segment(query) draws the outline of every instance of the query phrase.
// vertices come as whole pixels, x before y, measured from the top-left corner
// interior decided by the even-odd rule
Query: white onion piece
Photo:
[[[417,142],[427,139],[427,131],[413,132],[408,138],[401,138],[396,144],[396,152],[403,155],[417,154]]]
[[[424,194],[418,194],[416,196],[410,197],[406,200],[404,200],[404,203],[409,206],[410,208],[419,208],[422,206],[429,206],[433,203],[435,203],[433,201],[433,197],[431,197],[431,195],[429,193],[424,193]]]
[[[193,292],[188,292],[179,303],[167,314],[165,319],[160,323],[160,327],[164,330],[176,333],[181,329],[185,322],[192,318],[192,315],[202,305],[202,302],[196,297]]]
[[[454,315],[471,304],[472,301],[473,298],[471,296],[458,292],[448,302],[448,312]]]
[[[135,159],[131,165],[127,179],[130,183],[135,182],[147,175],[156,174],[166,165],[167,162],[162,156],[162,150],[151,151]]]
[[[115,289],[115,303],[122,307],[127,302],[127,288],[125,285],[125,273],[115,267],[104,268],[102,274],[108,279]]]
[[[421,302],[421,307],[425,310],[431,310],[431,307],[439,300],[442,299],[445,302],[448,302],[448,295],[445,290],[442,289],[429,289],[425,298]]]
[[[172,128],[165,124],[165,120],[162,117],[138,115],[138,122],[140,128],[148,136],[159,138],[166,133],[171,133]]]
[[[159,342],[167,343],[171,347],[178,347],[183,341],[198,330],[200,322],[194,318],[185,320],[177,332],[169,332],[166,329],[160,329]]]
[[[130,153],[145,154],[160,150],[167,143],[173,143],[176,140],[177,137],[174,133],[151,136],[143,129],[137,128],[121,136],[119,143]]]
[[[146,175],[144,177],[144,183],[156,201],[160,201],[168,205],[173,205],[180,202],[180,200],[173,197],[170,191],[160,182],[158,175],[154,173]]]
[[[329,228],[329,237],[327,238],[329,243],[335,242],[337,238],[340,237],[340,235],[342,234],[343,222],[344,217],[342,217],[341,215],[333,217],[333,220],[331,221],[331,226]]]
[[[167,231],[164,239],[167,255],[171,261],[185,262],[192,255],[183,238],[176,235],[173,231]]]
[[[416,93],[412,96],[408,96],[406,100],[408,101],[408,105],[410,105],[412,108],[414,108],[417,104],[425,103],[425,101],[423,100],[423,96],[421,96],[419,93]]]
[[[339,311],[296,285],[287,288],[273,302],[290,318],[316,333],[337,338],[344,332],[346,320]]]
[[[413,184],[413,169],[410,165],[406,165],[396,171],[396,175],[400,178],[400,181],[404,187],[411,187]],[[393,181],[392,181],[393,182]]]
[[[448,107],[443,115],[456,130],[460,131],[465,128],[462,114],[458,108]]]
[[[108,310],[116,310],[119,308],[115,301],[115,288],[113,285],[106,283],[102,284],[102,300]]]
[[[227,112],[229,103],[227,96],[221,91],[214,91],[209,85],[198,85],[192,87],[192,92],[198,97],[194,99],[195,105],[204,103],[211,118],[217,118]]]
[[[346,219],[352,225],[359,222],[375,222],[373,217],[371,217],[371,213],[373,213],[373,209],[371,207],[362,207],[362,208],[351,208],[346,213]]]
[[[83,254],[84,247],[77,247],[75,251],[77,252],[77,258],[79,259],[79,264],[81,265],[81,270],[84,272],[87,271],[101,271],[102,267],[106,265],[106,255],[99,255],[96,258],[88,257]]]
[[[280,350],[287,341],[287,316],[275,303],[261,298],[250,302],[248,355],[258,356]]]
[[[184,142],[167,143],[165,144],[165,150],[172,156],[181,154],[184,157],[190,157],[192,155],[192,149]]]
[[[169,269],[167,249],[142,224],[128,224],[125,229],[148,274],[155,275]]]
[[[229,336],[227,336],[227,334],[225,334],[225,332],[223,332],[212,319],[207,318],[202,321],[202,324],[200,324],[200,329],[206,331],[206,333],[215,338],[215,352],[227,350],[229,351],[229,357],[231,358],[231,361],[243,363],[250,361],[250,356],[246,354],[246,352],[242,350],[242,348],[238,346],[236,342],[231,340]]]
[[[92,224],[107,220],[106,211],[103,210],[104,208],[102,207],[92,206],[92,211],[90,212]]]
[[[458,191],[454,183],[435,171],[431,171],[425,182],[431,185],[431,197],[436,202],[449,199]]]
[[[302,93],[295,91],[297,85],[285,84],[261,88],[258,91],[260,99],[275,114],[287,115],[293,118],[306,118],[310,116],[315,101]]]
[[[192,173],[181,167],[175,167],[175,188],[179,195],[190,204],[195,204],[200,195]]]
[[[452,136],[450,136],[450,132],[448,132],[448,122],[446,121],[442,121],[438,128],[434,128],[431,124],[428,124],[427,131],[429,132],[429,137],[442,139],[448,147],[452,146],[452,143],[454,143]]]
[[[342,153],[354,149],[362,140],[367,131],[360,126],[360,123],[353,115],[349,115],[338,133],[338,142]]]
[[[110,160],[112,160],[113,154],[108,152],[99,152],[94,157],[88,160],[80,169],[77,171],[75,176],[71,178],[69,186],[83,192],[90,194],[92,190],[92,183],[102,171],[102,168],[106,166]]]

PROBLEM DESCRIPTION:
Copy the records above exactly, beginning at the line that contains "the even-odd rule" and stopping after the line that contains "Query: white onion piece".

RESULT FOR THIS EXERCISE:
// interior decided by the even-odd rule
Query: white onion piece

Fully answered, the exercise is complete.